● **Instructions for the task**
Consider the data that follows and state how many lines contain the string "below", using the number alone.

Saved entries
--- START ---

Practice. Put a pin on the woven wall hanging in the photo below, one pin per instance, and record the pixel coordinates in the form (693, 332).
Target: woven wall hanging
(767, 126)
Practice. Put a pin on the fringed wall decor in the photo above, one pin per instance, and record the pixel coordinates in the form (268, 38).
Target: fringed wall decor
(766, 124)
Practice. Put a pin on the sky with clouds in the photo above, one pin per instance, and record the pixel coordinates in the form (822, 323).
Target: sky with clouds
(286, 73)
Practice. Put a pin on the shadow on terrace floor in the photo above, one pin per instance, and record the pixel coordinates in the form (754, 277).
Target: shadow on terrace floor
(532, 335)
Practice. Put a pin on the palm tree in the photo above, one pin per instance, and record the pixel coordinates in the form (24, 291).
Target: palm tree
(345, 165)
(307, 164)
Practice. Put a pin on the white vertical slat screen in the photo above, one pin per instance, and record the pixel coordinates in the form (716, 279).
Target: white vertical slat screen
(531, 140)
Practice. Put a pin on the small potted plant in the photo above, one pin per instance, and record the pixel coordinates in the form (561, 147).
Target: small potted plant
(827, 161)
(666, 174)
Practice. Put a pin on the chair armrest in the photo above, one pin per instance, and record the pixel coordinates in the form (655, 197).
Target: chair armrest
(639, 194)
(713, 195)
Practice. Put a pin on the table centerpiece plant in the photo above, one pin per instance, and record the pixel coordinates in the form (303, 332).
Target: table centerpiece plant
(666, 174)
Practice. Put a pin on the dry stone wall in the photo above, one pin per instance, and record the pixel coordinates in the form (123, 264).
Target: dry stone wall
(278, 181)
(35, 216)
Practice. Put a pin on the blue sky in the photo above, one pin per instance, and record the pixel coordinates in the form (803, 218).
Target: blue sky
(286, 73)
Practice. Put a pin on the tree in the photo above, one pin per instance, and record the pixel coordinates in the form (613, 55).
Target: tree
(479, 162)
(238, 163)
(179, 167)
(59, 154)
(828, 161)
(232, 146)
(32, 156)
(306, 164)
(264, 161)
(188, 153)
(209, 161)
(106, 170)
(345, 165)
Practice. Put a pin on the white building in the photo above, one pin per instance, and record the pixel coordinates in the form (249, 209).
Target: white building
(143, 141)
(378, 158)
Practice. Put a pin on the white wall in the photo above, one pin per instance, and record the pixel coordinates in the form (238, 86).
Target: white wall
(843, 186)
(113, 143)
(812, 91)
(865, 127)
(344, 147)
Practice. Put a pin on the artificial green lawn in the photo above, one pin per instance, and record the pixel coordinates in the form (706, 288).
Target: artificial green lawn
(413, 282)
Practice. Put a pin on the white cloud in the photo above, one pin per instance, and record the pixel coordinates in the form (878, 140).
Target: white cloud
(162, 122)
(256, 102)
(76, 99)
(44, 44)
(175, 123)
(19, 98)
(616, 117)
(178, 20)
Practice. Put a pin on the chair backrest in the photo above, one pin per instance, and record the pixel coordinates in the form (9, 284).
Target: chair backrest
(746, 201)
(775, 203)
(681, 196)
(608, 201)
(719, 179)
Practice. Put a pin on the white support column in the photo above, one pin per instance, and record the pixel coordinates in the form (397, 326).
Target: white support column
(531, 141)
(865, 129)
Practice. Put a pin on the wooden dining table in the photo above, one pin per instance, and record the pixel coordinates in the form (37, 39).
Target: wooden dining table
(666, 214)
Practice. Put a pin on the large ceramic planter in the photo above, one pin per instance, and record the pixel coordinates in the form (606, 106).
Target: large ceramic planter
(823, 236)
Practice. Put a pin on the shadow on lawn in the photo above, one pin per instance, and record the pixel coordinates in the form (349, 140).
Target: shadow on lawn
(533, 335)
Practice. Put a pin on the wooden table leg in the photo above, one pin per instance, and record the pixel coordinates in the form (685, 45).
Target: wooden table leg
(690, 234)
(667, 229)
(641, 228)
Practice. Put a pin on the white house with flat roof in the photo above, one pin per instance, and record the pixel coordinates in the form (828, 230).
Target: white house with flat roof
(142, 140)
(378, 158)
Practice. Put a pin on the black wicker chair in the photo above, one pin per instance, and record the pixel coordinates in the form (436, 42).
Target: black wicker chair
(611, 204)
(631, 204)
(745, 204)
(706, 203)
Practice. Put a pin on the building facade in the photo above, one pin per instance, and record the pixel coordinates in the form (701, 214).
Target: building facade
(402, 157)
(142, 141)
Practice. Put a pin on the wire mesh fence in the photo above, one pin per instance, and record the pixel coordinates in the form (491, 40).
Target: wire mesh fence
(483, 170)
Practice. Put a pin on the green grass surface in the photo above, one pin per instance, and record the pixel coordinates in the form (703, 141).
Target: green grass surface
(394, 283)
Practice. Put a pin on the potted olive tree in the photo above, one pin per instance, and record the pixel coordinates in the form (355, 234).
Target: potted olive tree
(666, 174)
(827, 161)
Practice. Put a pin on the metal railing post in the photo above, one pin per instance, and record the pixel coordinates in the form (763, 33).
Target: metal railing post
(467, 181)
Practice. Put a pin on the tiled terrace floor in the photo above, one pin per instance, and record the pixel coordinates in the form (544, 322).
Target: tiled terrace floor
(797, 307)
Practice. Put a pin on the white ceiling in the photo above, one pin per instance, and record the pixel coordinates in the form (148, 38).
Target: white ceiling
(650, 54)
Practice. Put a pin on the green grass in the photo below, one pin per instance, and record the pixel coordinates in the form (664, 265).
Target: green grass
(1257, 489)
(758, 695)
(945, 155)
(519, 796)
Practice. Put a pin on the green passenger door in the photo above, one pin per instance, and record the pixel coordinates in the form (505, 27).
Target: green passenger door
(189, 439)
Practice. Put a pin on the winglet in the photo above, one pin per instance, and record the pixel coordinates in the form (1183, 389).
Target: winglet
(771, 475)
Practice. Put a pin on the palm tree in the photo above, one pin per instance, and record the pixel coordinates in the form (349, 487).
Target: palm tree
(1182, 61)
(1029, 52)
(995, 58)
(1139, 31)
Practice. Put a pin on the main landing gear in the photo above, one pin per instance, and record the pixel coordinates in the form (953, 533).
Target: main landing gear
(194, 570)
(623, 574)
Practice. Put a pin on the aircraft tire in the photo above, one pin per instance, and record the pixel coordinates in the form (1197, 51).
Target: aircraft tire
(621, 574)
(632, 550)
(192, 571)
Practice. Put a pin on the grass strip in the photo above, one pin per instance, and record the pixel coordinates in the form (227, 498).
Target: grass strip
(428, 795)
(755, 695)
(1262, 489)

--- END ---

● **Task response**
2